DIRECTIVE – Rewrite the records from the start through the line containing "[44,173,53,180]", putting "goal" wherever "objective" appears and keeping everything else the same.

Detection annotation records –

%%

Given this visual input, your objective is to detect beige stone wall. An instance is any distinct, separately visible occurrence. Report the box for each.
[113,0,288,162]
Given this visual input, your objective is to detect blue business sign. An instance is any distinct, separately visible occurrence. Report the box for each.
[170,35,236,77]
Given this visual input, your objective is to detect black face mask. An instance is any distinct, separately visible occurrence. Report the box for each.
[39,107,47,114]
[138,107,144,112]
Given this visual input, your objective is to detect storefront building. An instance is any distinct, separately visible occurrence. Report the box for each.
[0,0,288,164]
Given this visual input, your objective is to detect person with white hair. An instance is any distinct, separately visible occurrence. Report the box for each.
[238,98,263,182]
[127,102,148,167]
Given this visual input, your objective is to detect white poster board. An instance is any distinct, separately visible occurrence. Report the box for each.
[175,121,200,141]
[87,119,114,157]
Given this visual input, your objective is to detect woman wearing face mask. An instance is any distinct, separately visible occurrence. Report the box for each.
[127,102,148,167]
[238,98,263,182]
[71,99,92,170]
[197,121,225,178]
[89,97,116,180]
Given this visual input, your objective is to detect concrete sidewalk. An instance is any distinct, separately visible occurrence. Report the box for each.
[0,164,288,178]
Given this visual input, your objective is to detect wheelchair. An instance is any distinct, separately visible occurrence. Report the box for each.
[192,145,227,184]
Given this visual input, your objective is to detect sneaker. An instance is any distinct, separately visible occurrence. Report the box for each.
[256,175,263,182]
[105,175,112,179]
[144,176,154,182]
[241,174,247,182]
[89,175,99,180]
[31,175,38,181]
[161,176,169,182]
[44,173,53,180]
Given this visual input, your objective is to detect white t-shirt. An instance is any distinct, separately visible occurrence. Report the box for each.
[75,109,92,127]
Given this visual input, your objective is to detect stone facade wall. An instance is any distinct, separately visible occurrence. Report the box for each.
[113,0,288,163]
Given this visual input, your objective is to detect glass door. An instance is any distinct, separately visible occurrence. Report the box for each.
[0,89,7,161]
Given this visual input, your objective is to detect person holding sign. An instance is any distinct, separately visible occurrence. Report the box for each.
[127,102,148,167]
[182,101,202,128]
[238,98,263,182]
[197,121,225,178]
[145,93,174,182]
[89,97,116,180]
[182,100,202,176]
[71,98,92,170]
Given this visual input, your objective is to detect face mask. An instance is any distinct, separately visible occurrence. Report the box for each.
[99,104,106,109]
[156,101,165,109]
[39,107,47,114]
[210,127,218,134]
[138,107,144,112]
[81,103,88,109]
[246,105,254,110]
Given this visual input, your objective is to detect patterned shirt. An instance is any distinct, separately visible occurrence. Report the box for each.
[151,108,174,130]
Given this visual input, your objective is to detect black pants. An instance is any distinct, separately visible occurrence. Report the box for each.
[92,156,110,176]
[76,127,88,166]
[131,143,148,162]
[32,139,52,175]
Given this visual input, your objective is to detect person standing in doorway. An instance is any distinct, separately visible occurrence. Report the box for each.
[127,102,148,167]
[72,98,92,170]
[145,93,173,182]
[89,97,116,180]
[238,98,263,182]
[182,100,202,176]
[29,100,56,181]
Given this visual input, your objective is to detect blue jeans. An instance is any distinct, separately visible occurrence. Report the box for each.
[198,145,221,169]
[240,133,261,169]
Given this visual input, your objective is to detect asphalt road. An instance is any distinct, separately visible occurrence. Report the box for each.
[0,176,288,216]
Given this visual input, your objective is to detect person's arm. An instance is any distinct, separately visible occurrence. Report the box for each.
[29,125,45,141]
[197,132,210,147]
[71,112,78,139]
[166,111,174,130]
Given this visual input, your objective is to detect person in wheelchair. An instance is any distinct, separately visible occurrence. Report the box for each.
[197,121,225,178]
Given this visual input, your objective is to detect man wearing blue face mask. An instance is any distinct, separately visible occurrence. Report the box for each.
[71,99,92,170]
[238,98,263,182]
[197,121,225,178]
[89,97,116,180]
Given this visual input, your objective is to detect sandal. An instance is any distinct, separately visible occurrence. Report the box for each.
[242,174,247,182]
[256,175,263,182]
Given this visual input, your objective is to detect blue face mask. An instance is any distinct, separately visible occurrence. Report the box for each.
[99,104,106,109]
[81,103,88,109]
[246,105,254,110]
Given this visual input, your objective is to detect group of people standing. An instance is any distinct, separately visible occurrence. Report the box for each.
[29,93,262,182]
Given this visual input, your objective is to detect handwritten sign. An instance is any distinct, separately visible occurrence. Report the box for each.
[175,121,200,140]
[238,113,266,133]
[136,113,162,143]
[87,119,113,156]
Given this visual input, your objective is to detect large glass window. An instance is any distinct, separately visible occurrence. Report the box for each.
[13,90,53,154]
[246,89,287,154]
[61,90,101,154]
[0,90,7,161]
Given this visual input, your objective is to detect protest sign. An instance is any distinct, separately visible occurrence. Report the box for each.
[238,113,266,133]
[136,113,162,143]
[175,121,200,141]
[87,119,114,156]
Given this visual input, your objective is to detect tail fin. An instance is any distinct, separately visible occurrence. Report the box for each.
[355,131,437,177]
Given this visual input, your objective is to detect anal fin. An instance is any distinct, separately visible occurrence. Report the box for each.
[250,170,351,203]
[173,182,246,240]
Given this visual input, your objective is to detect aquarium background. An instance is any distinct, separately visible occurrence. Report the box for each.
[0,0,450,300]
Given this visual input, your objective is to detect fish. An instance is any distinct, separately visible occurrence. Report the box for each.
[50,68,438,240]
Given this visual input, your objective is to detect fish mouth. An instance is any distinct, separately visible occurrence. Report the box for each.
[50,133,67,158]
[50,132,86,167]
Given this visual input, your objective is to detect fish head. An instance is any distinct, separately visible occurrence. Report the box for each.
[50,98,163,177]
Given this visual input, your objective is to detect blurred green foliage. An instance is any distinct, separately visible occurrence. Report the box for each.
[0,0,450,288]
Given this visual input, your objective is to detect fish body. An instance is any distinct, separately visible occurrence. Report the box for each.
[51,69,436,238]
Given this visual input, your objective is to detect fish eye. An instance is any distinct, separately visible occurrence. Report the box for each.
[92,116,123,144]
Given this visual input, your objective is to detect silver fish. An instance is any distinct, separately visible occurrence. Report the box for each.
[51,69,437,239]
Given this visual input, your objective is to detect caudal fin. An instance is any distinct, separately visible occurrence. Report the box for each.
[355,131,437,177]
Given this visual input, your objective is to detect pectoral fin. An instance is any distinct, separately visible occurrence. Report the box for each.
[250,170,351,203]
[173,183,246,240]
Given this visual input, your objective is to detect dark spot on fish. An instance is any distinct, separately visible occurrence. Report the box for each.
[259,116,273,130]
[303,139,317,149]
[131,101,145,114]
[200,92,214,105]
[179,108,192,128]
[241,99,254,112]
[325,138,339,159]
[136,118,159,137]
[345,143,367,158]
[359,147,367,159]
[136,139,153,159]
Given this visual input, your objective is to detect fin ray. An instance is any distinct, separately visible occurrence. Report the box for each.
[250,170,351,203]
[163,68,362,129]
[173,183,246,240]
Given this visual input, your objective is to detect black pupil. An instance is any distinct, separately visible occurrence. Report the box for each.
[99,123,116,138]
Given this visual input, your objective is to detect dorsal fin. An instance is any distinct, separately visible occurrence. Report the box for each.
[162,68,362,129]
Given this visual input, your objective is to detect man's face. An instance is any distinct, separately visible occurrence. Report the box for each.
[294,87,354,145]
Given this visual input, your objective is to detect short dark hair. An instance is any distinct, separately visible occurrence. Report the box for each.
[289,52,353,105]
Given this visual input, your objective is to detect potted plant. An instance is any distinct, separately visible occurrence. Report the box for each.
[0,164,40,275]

%%

RESULT OF THIS EXERCISE –
Given this visual input, your goal is to detect beige stone wall. An instance is any distinct, separately visible occurrence. Report the box for each.
[113,0,288,162]
Given this visual input, your goal is to detect blue business sign. An instance is any distinct, separately visible occurrence. Report the box for each.
[170,35,236,77]
Given this visual input, your goal is to detect black face mask. An instance is any distinct, separately visible occurrence. Report the box for each.
[39,107,47,114]
[138,107,144,112]
Given this visual input, your goal is to detect storefront building. An instance is any distinct, separately visible occurrence. Report the box for each.
[0,0,288,164]
Given this visual input, your goal is to detect person with white hair. An instance is any distinct, separately visible occurrence. Report the box for each.
[238,98,263,182]
[127,102,148,167]
Given this visual input, your goal is to detect white poster board. An instance is any distinct, separately visible occurrence. Report the box for each.
[175,121,200,141]
[87,119,114,157]
Given this visual input, your goal is to detect woman wearing face mask. An instance is any distinct, separately visible occurrence. Report the box for each.
[127,102,148,167]
[238,98,263,182]
[71,99,92,170]
[197,121,225,178]
[89,97,116,180]
Given this visual input, your goal is to detect concrete sidewalk. An instance is any distinct, separately visible occurrence. Report the box for each.
[0,164,288,178]
Given this visual input, your goal is to detect wheelchair. An instance is any distinct, separately visible occurrence. Report the box for each.
[192,145,227,184]
Given this visual input, your goal is to detect sneaker. An instance is any distinct, separately visible occurrence. Report the box for each.
[256,175,263,182]
[105,175,112,179]
[144,176,154,182]
[241,174,247,182]
[89,175,99,180]
[31,175,38,181]
[161,176,169,182]
[44,173,53,180]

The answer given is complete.